• _Requirement A_: Write out the chihuahua thread from "# Skinny lanky" to "just curious really.", changing "legs" to "limbs" everywhere it appears in that part.
• _Requirement B_: Carry the thread about chihuahua legs further, starting from the point where it stops.

• _Page excerpt_:
^^^^^^^^^^^^^^^^

# Skinny lanky vs short sturdy looking chihuahuas



## coco_little_bear (May 30, 2012)

Hey, so Lilo's legs are really skinny and lanky looking. Very little muscle, especially on the front legs. I can see light go through in some places when she stands in the sun. :lol: Coco on the other hand had shorter legs that were more muscular, round and sturdy looking. I quite liked that as I guess she looked less fragile than some other chihuahuas I've seen. Lilo's legs sometimes look so delicate. 

Is there a chance that her legs will fill in as she grows up or does this kind of thing mostly come down to genetics? Not that it matters that much, I'm just curious really.  

Her mum wasn't that lanky, but she did have relatively skinny legs. However the previous owners don't seem to exercise their dogs much at all whereas I took Coco for longs walks daily and made her exercise quite a bit. They also feed a low quality food whereas I had Coco on a high quality diet. Do you think exercise and a good diet can make a noticeable difference? Or is it just the case that some chis are naturally lanky and others 'rounder' looking? I'm not concerned or anything, just asking out of curiosity. I'm trying to figure out what she'll grow up to look like. hehe


----------



## Huly (Mar 5, 2012)

^^^^^^^^^^^^^^^^

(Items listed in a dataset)
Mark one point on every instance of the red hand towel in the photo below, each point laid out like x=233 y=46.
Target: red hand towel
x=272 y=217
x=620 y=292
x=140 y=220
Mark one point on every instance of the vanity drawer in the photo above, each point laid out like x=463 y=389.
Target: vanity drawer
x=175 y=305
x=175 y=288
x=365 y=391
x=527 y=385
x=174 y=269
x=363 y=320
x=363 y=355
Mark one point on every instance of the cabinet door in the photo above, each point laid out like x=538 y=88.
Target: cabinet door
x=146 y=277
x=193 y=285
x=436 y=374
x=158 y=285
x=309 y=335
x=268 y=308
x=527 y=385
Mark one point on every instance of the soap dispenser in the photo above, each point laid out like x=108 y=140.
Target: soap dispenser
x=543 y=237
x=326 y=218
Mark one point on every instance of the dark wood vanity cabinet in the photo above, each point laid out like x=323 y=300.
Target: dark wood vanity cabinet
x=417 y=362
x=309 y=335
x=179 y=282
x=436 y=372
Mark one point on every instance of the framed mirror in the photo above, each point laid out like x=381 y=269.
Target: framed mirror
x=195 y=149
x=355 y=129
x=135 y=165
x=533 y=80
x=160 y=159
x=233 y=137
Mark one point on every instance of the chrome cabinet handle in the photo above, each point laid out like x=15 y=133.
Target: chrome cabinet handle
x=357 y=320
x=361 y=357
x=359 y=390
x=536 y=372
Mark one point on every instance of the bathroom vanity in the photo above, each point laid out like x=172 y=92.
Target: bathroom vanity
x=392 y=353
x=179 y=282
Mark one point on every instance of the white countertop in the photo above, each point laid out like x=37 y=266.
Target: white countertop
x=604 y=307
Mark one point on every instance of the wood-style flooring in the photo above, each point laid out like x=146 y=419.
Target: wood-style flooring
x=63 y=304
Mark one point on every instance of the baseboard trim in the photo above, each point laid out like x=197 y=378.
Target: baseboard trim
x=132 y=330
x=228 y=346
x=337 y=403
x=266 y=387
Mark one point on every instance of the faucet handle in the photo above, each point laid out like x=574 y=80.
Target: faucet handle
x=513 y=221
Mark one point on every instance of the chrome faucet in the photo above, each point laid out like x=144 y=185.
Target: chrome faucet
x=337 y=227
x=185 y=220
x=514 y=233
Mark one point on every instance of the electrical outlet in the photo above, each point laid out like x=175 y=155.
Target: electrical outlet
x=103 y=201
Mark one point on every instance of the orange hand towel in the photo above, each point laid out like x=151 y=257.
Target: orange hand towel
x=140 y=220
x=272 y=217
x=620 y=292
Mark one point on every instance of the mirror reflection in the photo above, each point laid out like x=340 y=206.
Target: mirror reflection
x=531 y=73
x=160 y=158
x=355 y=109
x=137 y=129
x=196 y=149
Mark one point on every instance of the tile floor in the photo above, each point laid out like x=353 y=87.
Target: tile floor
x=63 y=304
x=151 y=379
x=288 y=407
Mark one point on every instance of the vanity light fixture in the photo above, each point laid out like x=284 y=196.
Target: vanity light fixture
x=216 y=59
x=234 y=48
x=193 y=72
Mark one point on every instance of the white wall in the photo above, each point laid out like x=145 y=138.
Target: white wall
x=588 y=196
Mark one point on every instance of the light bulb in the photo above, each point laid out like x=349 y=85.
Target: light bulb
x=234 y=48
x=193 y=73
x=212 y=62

^^^^^^^^^^^^^^^^

• _Task result A_:
# Skinny lanky vs short sturdy looking chihuahuas



## coco_little_bear (May 30, 2012)

Hey, so Lilo's limbs are really skinny and lanky looking. Very little muscle, especially on the front limbs. I can see light go through in some places when she stands in the sun. :lol: Coco on the other hand had shorter limbs that were more muscular, round and sturdy looking. I quite liked that as I guess she looked less fragile than some other chihuahuas I've seen. Lilo's limbs sometimes look so delicate. 

Is there a chance that her limbs will fill in as she grows up or does this kind of thing mostly come down to genetics? Not that it matters that much, I'm just curious really.

• _Task result B_:
My two are true brother and sister (same parents different litters) and they are as different as night and day. We joke around that it is beacuse BG is a girl and Sonny is a boy! Both are tall chis but different body shapes. 

BG- very tall and lanky but muscular too. She weighs 7lbs but her neck is 6" and only fits at a cat collar. She has no shoulder mass and a well defined waist. 

Sonny- UGH stocky as they come. He is solid as a rock and all muscle. He stands like a Pitt Bull and is just a chunk of muscle. He weighs 10 pounds but feels like 20lbs at times he is so solid. My Vet stated she has not seen a chi with that much muscle. He is like a muscle builder.

See in the photos what I am trying to describe?


BG- long and lean

Sonny- look at the defined muscle mass in his back legs alone and the size of his neck


----------



## intent2smile (Dec 4, 2011)

When Jaxx was a pup he had little short chubby legs. As he grew up though his legs did change to tall lanky legs. He now has areas on his legs that looks like you could see through them. We were told that Jaxx got tall because he was neutered at 6 months and that makes me wonder if we had waited to neuter him if he would still have those short legs that did not seem so fragile.

I am sure a lot of pups that have the short stubby legs become tall and lanky but I am not sure if it can happen the other way. In my head it makes sense that it is just part of the genetics.


----------



## cpaoline (Oct 9, 2012)

Enzo is very thick lots of muscle weight somewhere about 8- 8.5 lbs. his brother from the same litter is small very little muscle on legs and thin he's all about 5 lbs


----------



## SarahJG (May 25, 2013)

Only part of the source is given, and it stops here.